Entries from a dataset:
########
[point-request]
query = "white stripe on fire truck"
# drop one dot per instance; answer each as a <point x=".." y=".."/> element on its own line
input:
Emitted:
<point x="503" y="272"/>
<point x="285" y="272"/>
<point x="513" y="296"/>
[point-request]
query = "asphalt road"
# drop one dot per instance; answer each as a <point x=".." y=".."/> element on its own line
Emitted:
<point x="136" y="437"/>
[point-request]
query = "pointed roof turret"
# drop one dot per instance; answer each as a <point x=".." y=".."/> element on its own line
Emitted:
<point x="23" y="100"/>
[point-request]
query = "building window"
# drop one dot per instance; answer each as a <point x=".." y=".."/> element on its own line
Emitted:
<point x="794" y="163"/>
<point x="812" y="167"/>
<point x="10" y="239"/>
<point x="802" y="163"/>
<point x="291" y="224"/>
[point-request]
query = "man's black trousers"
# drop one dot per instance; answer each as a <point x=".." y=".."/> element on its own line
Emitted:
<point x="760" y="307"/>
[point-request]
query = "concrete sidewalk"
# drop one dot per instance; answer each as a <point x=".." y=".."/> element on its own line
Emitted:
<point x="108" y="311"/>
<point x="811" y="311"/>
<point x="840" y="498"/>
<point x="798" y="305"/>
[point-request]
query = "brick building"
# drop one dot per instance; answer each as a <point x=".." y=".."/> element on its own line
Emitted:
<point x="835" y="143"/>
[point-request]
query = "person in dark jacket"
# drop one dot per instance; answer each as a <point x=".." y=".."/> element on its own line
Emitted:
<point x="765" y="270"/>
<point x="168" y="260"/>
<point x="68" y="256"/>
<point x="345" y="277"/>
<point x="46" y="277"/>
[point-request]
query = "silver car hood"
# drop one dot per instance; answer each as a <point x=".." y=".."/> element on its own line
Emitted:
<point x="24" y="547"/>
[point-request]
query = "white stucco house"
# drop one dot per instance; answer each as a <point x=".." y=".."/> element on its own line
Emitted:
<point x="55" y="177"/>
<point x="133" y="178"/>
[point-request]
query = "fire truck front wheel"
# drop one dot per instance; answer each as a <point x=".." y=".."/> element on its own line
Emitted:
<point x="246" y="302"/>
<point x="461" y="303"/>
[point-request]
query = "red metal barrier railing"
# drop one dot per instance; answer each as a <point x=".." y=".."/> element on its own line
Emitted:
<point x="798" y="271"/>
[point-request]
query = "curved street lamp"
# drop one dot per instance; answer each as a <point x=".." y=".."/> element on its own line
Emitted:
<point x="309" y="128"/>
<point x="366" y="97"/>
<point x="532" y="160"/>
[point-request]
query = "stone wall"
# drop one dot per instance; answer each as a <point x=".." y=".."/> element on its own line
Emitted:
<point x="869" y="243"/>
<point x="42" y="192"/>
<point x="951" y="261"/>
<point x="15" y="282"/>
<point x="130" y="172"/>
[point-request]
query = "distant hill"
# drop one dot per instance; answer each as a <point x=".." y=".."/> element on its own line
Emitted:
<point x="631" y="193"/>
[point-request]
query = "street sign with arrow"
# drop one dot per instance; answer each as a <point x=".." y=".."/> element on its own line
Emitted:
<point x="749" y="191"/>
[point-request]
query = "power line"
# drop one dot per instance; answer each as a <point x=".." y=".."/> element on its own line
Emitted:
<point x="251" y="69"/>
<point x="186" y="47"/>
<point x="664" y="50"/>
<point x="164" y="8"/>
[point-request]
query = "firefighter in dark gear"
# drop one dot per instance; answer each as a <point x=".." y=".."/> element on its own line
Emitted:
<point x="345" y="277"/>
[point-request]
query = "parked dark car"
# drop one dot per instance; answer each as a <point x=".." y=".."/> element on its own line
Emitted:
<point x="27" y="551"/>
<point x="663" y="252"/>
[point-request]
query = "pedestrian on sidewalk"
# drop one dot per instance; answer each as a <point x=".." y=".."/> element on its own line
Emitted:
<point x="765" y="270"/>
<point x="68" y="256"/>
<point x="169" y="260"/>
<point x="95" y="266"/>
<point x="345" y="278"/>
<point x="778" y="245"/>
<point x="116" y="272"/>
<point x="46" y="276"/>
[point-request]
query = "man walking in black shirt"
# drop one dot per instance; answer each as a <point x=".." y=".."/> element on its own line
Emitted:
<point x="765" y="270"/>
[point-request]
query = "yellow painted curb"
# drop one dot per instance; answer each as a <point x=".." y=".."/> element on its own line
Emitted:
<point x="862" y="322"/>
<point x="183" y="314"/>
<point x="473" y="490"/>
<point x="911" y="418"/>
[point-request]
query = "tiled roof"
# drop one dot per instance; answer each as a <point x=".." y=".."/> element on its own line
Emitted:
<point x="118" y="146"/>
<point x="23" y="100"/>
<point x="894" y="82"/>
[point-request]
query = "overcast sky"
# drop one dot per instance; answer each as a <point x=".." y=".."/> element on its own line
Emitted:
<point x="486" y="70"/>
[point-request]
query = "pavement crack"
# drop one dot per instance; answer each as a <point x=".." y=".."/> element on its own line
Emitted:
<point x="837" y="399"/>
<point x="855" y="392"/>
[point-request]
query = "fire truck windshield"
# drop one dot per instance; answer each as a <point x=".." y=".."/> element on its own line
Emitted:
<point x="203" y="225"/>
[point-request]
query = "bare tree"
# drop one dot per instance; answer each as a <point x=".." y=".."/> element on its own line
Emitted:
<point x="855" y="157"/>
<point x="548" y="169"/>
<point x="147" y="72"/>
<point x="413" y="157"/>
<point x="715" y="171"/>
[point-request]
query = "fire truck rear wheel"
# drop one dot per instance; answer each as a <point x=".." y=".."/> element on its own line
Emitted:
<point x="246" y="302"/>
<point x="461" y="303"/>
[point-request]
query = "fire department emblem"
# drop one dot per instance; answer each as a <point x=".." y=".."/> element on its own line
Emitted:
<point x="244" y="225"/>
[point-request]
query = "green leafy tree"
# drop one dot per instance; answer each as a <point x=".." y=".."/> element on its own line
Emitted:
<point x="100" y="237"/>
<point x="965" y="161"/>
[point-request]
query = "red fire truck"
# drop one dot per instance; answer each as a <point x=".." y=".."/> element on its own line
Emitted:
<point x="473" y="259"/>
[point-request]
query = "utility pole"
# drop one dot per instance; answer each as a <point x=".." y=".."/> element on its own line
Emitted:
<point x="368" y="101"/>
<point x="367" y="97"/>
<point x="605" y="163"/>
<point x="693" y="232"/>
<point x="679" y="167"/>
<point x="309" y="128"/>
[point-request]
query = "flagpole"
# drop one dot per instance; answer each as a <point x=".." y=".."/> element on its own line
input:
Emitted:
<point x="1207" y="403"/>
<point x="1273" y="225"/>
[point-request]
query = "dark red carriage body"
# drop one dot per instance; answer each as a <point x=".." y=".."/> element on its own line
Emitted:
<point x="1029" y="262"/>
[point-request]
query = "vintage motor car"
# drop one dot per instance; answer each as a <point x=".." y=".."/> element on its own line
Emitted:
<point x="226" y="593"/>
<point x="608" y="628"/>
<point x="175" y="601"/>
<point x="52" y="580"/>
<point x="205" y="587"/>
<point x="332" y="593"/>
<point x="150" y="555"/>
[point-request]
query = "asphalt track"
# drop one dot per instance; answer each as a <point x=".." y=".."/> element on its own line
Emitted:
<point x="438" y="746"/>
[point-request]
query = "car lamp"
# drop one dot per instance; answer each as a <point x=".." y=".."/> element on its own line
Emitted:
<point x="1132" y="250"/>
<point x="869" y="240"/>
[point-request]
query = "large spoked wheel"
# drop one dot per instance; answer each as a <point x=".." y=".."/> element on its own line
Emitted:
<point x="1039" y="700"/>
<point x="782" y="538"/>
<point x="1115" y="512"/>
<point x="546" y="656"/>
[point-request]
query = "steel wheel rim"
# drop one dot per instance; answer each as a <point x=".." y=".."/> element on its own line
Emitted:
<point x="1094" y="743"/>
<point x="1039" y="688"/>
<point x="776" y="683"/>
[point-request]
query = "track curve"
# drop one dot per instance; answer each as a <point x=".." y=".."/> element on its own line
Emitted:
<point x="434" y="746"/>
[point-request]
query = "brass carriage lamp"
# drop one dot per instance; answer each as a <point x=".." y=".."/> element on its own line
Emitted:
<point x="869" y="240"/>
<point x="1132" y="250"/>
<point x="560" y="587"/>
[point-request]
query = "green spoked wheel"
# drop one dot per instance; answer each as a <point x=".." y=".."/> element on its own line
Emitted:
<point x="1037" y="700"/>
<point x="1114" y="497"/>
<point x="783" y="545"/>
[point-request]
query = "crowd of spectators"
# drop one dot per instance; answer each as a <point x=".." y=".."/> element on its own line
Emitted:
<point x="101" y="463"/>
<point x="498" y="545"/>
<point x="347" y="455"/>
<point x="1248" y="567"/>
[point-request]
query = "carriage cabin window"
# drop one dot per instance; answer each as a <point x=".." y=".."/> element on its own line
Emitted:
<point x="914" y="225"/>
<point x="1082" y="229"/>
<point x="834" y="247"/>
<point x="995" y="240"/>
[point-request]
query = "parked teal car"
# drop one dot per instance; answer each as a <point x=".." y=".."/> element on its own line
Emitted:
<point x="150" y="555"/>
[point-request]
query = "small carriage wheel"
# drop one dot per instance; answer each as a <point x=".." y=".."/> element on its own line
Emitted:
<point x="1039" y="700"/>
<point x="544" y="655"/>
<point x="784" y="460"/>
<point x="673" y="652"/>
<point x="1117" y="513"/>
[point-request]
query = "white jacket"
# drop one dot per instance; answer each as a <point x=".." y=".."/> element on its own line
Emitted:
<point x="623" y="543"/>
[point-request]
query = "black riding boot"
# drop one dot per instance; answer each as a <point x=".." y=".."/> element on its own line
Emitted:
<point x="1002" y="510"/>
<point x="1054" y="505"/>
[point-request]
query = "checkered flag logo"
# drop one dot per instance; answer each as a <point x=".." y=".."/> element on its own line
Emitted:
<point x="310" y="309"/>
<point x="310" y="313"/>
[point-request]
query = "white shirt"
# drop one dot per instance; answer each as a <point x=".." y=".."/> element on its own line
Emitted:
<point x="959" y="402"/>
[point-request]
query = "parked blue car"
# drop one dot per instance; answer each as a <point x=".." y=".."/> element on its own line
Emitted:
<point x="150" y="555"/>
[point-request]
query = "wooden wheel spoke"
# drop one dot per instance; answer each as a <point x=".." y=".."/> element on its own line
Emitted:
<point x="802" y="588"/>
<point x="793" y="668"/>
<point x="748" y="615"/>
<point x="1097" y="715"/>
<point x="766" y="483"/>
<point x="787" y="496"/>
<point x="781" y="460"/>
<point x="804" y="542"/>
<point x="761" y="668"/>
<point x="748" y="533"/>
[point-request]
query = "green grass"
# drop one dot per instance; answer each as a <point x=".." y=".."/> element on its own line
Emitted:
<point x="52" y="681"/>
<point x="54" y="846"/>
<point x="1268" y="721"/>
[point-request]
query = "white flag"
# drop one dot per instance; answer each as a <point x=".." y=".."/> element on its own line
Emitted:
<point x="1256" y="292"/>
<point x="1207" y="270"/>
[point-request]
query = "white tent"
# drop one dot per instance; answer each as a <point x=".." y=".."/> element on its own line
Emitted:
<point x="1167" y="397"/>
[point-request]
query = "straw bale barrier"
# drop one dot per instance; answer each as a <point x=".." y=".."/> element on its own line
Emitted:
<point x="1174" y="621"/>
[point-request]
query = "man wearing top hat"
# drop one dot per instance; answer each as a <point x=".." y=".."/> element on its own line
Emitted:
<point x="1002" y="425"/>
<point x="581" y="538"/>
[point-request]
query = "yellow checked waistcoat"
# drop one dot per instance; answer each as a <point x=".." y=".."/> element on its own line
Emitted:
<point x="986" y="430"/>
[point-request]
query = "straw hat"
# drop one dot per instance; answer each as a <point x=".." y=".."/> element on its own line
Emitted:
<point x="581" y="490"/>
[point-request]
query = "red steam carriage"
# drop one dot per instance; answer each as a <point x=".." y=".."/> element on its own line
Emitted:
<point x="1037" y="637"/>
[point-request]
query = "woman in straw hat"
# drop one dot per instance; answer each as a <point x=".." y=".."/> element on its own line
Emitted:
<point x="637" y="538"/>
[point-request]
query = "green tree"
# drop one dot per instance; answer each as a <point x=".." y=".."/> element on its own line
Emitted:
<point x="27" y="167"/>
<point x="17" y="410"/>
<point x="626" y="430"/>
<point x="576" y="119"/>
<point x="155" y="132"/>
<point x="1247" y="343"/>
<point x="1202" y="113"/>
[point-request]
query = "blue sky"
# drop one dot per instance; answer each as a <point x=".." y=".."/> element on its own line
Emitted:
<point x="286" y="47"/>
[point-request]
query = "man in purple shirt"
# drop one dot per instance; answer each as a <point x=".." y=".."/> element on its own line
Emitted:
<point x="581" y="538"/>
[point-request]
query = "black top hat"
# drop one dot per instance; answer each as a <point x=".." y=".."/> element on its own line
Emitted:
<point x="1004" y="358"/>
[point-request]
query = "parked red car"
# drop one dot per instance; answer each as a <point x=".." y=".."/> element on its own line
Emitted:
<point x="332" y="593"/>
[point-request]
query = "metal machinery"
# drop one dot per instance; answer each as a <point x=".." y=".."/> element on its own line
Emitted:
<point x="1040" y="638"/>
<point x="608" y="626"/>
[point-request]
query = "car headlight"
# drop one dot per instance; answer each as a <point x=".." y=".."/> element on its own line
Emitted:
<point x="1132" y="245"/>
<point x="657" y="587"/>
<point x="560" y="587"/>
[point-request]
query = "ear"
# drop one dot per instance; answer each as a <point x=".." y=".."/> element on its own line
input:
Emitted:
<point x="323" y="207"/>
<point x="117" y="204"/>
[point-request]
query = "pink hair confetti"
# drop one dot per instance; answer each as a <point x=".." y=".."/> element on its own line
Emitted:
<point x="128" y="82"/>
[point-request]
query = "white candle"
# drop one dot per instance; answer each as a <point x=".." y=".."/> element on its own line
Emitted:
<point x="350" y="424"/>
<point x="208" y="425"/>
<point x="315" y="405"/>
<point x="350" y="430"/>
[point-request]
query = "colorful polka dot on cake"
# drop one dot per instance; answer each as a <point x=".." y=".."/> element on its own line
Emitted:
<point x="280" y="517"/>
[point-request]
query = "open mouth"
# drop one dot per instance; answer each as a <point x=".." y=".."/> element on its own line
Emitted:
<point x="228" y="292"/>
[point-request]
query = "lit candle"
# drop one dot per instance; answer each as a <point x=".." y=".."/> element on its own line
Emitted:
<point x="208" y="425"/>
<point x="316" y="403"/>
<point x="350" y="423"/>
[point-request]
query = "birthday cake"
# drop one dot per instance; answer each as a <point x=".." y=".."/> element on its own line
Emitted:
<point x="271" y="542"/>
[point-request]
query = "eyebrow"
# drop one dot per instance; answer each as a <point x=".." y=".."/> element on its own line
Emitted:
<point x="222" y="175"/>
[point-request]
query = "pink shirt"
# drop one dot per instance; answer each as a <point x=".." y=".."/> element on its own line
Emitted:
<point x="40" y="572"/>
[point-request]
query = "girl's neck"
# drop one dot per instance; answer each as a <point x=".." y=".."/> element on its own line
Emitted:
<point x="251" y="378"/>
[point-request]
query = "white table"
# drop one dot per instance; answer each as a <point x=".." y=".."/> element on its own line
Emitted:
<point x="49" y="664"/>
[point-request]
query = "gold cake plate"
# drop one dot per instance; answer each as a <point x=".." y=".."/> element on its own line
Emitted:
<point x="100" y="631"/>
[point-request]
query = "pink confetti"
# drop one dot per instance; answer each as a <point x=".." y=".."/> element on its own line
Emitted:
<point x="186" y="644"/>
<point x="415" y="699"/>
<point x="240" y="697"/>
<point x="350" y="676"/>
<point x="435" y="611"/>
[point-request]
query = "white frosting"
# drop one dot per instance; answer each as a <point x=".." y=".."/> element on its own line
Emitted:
########
* [DESCRIPTION OF THE TASK] Gather every line of the items above that contains the word "cake".

* [COMPLETED TASK]
query = "colorful polka dot on cake"
query = "birthday cake"
query = "gold cake plate"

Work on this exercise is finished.